==== SUPPLIED RECORDS

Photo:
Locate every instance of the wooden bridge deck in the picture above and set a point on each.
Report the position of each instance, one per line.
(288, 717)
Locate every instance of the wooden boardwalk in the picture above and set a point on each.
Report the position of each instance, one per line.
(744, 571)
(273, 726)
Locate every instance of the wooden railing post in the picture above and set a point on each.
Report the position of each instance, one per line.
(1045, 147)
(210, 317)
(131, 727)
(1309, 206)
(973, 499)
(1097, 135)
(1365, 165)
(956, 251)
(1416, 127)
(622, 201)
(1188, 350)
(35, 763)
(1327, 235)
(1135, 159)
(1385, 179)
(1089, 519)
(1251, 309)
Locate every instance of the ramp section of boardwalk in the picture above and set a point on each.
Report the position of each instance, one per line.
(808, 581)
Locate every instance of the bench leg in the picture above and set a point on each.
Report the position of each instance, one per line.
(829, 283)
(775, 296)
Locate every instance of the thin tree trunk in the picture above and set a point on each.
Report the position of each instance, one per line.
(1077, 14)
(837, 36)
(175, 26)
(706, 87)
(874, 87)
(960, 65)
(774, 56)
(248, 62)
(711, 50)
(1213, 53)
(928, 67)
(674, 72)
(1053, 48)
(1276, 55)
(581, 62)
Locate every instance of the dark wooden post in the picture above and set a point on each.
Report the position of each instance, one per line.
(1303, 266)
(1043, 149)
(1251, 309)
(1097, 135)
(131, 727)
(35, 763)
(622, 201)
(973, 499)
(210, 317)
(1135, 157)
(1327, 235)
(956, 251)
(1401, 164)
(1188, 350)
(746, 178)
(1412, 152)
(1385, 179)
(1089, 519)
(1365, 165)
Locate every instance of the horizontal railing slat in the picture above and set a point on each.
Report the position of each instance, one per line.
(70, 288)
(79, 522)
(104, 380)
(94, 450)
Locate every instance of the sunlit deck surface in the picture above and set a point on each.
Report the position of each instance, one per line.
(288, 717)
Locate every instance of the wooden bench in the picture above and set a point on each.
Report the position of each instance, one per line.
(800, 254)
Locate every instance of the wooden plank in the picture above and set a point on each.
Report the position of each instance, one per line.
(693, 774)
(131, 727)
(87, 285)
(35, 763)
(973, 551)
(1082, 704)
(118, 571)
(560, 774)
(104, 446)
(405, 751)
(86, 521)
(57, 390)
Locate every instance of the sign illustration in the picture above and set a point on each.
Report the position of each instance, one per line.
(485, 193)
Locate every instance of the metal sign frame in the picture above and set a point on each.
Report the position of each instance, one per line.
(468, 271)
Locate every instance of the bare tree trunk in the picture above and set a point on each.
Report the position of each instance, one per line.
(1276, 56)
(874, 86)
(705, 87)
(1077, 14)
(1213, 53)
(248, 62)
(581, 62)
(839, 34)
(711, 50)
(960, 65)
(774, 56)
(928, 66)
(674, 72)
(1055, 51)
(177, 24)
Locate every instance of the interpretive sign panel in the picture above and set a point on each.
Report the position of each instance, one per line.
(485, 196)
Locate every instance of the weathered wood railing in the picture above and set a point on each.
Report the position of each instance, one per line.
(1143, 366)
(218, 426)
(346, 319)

========
==== SUPPLIED RECORDS

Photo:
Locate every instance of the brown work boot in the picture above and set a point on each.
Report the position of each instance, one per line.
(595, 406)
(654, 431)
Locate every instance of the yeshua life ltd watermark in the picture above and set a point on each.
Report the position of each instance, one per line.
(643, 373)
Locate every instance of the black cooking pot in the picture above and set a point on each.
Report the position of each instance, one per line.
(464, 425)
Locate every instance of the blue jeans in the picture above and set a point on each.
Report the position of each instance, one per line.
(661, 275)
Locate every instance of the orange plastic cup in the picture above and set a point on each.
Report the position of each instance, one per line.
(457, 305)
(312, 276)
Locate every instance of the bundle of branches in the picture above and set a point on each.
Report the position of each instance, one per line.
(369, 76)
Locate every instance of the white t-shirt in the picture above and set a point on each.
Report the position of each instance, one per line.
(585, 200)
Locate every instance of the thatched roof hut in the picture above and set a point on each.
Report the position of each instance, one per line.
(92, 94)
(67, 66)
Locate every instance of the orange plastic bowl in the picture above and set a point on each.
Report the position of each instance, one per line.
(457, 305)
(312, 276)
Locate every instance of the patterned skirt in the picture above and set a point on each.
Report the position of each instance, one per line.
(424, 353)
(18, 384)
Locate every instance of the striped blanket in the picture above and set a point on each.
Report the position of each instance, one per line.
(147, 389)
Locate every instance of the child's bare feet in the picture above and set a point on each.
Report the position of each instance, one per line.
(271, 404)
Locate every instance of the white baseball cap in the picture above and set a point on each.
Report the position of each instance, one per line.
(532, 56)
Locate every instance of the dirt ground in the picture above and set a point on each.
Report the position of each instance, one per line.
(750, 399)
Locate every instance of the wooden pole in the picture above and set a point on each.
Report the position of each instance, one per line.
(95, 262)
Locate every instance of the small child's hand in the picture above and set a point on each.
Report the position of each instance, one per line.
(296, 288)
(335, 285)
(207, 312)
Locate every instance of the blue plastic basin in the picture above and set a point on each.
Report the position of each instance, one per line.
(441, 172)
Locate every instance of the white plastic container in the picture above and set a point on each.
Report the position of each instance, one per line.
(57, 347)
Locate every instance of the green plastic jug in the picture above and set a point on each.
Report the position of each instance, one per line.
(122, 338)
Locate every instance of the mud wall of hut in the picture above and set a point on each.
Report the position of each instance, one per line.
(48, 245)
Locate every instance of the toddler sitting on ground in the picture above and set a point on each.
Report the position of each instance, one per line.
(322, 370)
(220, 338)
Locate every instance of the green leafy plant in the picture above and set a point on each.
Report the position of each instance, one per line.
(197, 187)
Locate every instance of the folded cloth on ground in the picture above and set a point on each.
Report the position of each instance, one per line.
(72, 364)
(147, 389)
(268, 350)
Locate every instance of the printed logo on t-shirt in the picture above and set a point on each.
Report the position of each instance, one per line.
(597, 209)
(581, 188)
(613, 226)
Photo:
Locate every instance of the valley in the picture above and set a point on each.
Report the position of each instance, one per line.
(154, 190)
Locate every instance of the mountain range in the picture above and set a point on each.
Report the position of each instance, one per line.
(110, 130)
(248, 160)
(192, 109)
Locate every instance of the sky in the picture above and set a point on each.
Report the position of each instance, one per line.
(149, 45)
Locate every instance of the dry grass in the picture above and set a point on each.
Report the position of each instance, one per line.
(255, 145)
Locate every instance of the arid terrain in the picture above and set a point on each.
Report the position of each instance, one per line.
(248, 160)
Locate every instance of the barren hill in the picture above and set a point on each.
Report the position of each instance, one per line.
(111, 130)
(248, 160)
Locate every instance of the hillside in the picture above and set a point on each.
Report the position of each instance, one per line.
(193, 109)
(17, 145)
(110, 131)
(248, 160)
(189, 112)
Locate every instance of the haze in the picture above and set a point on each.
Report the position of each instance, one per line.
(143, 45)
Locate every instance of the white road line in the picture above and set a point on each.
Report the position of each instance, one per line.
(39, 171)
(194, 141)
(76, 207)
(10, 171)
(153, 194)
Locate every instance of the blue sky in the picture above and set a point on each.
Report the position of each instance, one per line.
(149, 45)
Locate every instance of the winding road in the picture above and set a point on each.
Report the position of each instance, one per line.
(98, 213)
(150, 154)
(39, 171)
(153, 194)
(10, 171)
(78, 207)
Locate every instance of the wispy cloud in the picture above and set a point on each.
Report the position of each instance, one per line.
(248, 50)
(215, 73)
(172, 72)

========

**EXERCISE INSTRUCTIONS**:
Copy each line above that contains the string "boardwalk".

**ANSWER TO THIS TASK**:
Locate every instance of the wooden boardwalk in the picture above and set a point on each.
Locate every instance of the ramp section of boardwalk in the picture above and set a point on each.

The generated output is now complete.